■ INSTRUÇÕES
#1 Responda às perguntas abaixo com base no excerto do documento:
(a) A que século se atribui o poema?
(b) Como a matéria é definida no parágrafo que se inicia com "Pelo corpo, o homem é um ser material"?
(c) Segundo o último parágrafo, o que é figura da Vida Eterna?
#2 Enumere todas as expressões que aparecem entre aspas nos parágrafos em prosa do excerto do documento.

■ EXCERTO DO DOCUMENTO
+++++

Deus pede estrita conta do meu tempo
E eu vou, do meu tempo, dar-lhe conta.
Mas, como dar, sem tempo, tanta conta.
Eu, que gastei, sem conta, tanto tempo?
Para dar minha conta feita a tempo,
O tempo me foi dado, e não fiz conta;
Não quis, sobrando tempo, fazer conta.
Hoje, quero acertar conta, e não há tempo.
Oh, vós, que tendes tempo sem ter conta,
Não gasteis vosso tempo em passatempo.
Cuidai, enquanto é tempo, em vossa conta!
Pois, aqueles que, sem conta, gastam tempo,
Quando o tempo chegar, de prestar conta
Chorarão, como eu, o não ter tempo..."
(Frei Antônio das Chagas, Séc. XVII)
Tradicionalmente, a filosofia atribui duas partes à natureza humana, o corpo e a alma, unidos substancialmente, de modo que o homem não é exatamente apenas um das partes, mas a realização da união de ambas.
Pelo corpo, o homem é um ser material. A matéria é definida como “pura potência”, porque sempre pode ser mudada e moldada, não possuindo determinabilidade própria, mas a recebendo extrinsecamente, que é a sua forma.
E justamente porque a matéria é uma “indeterminação determinável”, isto é, uma pura capacidade de receber moldagem, que a alma é a “forma do corpo”, pois é o princípio subsistente da vida, que, quando unida à matéria, dá-lhe a forma de homem, porque lhe determina e ordena para formar a unidade substancial da natureza humana. Em outras palavras, a matéria é a “parte fraca”, que está aberta a uma moldagem, enquanto que a alma é a “parte forte”, porque é o princípio determinador da vida, unindo-se à matéria e tornando-a um corpo ordenado, para assim formar a unidade substancial da natureza humana.
Entretanto, se a alma é um princípio vital, e por isso mesmo essencialmente imutável e imortal, o corpo, por sua vez, é passível de mudança, porque a matéria pode receber ou perder as suas determinações de forma. Deste modo, a morte é o fim inevitável dos seres corpóreos, pois a união entre corpo e alma irá se frustrar um dia, quando, da parte do corpo, este se desconfigurar de tal maneira que já não permitirá mais a vida.
Por esta razão, a fraqueza e passividade da matéria exige que o ser humano continuamente descanse. O homem possui muitas limitações físicas e psíquicas, de modo que precisa sempre se recompor, para evitar a exaustão. A matéria não é capaz de garantir uma atividade ilimitada ou ininterrupta, pois o desgaste conduzirá imediatamente à morte.
Assim Deus fez o homem para que, até mesmo em seu cansaço, algo da eternidade pudesse ser aprendido. Com efeito, o descanso – especialmente o sono – é figura da Vida Eterna, quando o homem terá posse do fruto de todos os seus trabalhos, e estará em completo repouso em Deus, mas um repouso ativo, porque o Céu consiste na união amorosa do homem com Deus.

+++++

Entradas de anotação de regiões

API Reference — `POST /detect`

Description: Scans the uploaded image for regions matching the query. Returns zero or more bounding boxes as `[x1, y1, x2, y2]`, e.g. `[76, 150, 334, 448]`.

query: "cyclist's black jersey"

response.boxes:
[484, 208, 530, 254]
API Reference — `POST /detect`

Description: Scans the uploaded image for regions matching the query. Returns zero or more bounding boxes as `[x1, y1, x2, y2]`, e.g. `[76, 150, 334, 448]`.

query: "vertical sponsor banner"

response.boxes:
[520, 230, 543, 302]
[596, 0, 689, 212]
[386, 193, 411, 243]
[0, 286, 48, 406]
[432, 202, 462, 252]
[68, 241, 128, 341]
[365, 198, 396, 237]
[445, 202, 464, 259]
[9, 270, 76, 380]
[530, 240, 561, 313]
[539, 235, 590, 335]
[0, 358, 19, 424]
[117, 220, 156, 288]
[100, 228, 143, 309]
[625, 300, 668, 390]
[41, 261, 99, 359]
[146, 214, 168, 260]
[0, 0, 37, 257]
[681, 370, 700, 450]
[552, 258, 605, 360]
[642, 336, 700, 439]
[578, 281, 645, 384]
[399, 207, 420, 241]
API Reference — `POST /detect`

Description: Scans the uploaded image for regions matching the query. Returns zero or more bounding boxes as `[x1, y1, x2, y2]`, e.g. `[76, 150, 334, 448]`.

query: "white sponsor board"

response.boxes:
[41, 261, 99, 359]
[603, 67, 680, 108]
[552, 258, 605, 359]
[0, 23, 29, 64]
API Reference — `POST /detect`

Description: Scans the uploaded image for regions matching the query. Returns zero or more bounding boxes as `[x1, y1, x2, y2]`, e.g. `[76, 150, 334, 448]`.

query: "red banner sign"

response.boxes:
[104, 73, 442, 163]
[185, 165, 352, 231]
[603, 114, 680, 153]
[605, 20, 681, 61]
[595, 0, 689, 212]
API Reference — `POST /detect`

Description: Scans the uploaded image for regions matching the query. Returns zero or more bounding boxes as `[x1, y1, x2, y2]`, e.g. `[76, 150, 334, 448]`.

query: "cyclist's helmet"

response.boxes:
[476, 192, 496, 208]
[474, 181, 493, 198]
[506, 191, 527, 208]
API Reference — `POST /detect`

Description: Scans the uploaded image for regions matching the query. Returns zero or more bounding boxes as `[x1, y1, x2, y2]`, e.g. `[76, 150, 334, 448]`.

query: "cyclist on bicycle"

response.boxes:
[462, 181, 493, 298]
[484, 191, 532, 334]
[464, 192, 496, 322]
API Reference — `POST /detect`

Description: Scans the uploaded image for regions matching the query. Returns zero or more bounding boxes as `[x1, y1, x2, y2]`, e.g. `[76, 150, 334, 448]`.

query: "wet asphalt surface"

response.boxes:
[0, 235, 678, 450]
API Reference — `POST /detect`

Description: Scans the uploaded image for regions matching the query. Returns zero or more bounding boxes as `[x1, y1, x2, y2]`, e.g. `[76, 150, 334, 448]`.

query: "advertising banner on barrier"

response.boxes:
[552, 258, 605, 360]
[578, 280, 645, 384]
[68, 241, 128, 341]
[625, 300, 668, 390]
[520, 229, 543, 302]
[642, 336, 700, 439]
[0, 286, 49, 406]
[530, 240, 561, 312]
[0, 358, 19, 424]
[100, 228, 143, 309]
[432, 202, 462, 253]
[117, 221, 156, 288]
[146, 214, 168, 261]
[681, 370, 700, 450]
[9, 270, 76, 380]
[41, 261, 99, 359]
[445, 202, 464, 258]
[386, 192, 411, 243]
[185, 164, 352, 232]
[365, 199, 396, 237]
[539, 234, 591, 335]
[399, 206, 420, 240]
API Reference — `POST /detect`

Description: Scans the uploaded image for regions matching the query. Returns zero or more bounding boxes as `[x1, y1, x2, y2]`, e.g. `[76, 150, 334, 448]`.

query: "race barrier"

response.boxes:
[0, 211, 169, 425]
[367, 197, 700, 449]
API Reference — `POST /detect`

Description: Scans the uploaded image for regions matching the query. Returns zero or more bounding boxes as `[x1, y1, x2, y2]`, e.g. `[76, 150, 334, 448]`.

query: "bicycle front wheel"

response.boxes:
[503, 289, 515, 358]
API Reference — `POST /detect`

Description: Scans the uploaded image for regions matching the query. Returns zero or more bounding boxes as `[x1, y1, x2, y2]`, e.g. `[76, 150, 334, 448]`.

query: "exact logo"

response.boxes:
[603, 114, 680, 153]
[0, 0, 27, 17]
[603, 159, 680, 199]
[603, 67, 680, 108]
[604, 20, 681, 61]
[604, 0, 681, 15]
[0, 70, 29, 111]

+++++

■ RESPOSTAS EM ORDEM
#1
(a) Ao século XVII.
(b) Como "pura potência".
(c) O descanso, especialmente o sono.

#2
- "pura potência"
- "indeterminação determinável"
- "forma do corpo"
- "parte fraca"
- "parte forte"